Problem. Return every line of the data that contains the string "fishing", treating uppercase and lowercase letters as different.

Source data.
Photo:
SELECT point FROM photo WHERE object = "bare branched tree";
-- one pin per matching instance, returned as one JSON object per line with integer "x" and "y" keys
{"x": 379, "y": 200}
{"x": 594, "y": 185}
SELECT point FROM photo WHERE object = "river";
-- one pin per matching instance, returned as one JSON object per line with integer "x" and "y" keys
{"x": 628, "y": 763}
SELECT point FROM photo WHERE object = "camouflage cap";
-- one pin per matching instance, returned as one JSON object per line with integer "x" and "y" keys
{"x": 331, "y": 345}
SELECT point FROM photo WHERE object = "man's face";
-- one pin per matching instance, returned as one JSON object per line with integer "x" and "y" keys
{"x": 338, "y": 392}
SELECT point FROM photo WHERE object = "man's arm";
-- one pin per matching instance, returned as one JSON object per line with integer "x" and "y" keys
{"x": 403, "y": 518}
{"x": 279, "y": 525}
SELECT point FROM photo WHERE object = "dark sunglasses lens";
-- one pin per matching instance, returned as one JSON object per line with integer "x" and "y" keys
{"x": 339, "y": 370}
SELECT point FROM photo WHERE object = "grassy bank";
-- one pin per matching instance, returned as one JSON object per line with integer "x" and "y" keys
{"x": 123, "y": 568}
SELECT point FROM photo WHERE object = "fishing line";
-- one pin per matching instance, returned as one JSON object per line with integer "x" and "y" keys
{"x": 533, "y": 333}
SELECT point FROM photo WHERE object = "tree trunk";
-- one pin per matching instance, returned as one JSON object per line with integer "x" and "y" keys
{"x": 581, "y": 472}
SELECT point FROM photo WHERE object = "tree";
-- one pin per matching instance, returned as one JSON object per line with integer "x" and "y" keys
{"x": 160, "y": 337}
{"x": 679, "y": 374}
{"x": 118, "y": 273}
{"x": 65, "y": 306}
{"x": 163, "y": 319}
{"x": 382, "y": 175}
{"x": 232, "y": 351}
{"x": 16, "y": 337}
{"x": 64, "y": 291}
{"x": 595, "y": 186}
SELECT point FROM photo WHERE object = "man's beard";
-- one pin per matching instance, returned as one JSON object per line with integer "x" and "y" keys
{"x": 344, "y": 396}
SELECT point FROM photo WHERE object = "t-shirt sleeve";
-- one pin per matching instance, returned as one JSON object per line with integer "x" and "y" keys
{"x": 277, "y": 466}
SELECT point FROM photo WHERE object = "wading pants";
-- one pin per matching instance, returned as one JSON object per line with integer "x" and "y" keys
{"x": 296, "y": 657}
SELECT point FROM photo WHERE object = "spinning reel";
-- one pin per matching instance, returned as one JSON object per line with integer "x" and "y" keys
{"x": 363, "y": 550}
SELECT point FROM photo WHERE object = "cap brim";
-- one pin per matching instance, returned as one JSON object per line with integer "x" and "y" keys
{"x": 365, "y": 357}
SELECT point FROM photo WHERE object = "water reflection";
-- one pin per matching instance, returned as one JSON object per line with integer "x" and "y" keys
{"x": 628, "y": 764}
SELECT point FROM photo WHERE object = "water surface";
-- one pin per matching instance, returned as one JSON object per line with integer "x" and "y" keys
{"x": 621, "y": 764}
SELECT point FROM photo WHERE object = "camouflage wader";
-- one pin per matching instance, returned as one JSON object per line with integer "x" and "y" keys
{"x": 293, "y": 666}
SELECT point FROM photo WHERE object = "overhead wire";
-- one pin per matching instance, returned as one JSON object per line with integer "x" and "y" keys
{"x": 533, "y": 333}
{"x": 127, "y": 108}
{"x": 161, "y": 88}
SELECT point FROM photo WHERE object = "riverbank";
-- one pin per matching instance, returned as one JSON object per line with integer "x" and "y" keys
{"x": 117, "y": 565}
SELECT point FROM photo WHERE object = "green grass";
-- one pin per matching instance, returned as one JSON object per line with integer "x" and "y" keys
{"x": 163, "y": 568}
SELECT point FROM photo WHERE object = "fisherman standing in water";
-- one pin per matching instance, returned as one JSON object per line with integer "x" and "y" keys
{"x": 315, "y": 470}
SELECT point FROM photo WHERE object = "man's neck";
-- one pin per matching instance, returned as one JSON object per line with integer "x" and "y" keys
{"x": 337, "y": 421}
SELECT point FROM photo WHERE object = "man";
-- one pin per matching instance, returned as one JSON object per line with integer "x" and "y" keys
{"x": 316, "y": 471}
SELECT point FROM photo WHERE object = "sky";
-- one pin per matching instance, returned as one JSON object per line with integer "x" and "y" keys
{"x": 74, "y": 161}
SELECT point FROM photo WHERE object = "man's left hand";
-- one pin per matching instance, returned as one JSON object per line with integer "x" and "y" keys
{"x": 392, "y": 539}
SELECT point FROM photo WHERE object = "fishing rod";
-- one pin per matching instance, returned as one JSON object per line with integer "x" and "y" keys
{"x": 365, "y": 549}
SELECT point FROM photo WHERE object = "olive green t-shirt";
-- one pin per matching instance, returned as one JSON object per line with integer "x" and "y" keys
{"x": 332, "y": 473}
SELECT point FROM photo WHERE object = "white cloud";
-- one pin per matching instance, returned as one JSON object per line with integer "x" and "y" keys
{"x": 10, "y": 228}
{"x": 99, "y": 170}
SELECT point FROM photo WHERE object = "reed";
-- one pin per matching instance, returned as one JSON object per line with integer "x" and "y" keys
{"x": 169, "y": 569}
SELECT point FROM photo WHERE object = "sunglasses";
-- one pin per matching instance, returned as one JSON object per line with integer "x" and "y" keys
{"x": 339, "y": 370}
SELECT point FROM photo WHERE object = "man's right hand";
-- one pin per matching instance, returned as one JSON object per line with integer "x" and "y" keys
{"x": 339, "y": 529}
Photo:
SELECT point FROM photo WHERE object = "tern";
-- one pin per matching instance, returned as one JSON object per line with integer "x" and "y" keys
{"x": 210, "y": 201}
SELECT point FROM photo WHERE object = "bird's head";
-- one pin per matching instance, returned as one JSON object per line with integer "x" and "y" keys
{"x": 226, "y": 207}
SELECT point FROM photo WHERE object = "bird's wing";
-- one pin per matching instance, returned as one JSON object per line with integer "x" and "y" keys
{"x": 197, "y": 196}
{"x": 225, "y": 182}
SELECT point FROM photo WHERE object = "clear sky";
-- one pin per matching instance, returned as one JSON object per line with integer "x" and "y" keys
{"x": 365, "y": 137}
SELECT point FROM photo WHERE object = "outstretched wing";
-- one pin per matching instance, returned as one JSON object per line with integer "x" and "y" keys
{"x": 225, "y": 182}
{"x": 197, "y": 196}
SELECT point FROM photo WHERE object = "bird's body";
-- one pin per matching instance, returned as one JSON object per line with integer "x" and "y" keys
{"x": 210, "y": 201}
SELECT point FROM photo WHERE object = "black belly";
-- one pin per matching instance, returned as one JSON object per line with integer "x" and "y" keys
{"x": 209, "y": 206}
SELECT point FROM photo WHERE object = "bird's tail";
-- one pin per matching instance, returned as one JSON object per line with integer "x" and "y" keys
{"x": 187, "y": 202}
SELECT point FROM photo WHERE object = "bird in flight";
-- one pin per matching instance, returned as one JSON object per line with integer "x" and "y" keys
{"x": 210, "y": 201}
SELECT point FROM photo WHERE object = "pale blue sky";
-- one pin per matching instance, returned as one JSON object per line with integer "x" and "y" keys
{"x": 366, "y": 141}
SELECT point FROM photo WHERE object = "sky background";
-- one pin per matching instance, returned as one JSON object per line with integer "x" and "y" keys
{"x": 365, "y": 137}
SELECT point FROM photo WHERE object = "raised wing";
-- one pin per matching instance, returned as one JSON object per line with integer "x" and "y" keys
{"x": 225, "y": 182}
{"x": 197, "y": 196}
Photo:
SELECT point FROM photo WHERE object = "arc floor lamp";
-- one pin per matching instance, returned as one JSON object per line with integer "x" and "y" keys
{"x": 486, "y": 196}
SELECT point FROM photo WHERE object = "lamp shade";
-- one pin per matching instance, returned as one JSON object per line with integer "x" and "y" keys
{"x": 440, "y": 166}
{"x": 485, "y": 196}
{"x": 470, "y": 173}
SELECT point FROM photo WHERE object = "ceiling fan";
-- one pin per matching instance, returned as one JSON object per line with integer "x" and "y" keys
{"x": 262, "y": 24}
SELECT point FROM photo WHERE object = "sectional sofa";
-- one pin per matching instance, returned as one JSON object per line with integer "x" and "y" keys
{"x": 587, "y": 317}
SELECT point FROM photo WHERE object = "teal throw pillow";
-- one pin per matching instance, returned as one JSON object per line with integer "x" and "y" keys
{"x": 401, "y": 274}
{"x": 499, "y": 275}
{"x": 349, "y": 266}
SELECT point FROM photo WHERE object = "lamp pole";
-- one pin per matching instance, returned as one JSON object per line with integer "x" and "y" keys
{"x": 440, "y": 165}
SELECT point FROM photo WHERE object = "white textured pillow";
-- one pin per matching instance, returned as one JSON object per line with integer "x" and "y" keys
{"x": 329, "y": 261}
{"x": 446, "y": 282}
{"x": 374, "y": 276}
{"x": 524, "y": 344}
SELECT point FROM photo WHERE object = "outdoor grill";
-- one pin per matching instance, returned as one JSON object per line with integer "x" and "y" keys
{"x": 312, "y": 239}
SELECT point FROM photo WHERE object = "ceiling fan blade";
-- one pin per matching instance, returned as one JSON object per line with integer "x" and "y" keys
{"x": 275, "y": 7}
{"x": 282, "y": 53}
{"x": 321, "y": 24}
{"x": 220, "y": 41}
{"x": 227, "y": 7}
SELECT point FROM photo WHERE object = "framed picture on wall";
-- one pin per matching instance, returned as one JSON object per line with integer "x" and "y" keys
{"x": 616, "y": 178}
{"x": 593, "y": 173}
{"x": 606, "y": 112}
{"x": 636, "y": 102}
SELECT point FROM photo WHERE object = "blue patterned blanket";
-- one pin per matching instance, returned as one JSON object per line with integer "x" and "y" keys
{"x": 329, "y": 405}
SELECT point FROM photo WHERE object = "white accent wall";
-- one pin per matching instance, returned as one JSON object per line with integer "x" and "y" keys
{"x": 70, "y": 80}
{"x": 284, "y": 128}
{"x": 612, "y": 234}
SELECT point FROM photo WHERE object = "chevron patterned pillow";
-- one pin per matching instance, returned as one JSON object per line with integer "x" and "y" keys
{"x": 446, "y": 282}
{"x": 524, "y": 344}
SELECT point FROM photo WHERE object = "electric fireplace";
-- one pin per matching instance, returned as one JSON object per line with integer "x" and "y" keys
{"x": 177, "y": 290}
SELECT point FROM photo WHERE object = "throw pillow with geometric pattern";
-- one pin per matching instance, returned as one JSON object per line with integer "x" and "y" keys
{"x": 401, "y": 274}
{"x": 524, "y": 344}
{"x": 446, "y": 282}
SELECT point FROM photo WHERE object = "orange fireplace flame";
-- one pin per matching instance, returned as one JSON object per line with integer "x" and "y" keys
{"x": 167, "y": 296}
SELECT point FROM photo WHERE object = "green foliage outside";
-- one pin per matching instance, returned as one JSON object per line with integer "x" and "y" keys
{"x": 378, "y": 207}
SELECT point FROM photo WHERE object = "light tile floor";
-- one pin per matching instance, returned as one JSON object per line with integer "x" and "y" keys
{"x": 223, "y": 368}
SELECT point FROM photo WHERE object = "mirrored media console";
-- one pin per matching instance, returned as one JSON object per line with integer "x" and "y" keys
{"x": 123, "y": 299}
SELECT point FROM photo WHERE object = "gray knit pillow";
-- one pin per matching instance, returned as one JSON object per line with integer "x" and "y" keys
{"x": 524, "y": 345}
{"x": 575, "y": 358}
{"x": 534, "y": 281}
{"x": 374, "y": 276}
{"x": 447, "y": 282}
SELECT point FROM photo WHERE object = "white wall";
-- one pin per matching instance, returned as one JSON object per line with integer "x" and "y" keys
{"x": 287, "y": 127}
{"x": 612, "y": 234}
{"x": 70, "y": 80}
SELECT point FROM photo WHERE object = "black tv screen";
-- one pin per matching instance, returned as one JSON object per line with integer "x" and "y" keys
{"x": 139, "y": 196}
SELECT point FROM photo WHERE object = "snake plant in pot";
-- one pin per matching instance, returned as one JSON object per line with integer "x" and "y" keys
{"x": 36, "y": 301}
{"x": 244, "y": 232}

Problem solution.
SELECT point FROM photo WHERE object = "fishing line";
SELECT point FROM photo WHERE object = "fishing rod";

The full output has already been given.